** Data **

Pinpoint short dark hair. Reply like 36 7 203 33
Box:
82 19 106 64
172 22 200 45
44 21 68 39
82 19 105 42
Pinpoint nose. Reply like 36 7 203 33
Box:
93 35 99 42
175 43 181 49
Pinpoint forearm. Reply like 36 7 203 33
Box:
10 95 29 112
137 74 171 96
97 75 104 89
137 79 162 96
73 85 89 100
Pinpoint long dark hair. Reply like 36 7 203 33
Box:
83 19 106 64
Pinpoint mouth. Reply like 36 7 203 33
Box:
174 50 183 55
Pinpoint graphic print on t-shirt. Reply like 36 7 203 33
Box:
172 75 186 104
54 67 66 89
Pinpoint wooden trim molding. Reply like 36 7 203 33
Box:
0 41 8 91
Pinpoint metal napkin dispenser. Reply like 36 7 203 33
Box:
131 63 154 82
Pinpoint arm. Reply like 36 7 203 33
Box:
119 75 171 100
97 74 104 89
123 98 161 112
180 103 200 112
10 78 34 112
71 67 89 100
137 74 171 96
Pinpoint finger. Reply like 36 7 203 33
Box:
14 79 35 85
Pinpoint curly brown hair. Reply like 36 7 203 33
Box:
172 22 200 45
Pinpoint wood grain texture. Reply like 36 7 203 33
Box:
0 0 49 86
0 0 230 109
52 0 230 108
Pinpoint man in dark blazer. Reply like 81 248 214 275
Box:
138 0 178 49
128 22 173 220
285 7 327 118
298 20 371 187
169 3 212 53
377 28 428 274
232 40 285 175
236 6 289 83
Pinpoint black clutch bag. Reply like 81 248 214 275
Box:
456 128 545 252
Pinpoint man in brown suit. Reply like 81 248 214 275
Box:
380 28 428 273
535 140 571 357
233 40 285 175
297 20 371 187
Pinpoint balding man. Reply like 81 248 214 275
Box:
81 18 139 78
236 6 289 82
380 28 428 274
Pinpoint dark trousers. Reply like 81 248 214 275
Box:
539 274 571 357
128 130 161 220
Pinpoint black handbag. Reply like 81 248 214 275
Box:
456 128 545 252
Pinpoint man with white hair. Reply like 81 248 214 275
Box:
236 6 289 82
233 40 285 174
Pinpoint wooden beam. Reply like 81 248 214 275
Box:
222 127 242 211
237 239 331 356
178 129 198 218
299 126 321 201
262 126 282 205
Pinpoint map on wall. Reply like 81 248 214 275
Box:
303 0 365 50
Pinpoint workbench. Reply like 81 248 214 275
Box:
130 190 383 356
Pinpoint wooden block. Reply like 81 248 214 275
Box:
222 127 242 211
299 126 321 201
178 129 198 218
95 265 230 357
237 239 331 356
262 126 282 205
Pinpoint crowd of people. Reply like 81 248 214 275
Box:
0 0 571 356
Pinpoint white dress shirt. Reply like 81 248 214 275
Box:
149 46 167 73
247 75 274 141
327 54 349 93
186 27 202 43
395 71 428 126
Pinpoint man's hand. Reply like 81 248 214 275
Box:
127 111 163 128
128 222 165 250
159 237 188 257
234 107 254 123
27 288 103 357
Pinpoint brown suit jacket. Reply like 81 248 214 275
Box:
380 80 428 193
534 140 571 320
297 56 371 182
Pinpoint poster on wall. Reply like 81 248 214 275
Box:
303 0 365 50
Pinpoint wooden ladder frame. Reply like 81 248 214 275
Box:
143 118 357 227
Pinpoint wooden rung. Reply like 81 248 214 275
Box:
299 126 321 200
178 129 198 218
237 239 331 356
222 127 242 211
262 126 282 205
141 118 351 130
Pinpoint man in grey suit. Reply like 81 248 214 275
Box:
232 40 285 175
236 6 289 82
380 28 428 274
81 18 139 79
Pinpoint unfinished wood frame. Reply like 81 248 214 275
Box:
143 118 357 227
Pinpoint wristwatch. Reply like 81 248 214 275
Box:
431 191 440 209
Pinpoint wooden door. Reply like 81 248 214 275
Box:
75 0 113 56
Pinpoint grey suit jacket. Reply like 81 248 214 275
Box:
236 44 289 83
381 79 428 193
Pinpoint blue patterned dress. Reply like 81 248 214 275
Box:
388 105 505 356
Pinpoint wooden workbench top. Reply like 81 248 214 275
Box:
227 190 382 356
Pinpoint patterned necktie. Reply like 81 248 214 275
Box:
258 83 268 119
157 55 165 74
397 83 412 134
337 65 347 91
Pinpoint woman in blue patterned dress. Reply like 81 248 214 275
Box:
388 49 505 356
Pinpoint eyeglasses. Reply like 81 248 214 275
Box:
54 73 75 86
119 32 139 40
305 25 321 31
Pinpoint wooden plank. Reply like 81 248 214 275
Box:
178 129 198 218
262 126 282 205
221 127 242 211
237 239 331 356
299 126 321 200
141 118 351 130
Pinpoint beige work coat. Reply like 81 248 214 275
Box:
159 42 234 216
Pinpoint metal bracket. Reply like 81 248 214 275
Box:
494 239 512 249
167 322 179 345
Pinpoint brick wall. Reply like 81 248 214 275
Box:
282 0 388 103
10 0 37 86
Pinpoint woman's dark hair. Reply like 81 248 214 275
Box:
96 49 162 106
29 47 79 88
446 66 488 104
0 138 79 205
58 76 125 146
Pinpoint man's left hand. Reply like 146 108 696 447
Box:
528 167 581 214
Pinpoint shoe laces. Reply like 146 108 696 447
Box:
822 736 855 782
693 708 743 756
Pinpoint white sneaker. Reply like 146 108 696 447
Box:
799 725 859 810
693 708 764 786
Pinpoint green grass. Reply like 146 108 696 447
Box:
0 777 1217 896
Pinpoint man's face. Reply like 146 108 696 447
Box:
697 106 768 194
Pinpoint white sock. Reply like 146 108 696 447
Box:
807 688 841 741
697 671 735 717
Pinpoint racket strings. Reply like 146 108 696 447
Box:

** What you need to do **
Reproduce every line verbatim, beginning at the first of the items and continuing through the line that contains "131 63 154 82".

** Completed exercise **
Pinpoint short dark hair. Reply like 36 7 203 33
Box:
82 19 106 64
172 22 200 45
44 21 68 39
82 19 105 42
Pinpoint nose. Reply like 36 7 203 33
Box:
93 35 99 42
175 43 181 49
Pinpoint forearm. Reply like 36 7 203 33
Box:
10 95 29 112
137 74 171 96
97 75 104 89
137 79 162 96
73 85 89 100
Pinpoint long dark hair. Reply like 36 7 203 33
Box:
83 19 106 64
Pinpoint mouth. Reply like 36 7 203 33
Box:
174 50 183 55
Pinpoint graphic print on t-shirt. Reply like 36 7 203 33
Box:
172 75 186 104
54 67 66 89
Pinpoint wooden trim molding. Reply like 36 7 203 33
Box:
0 41 8 91
Pinpoint metal napkin dispenser. Reply like 36 7 203 33
Box:
131 63 154 82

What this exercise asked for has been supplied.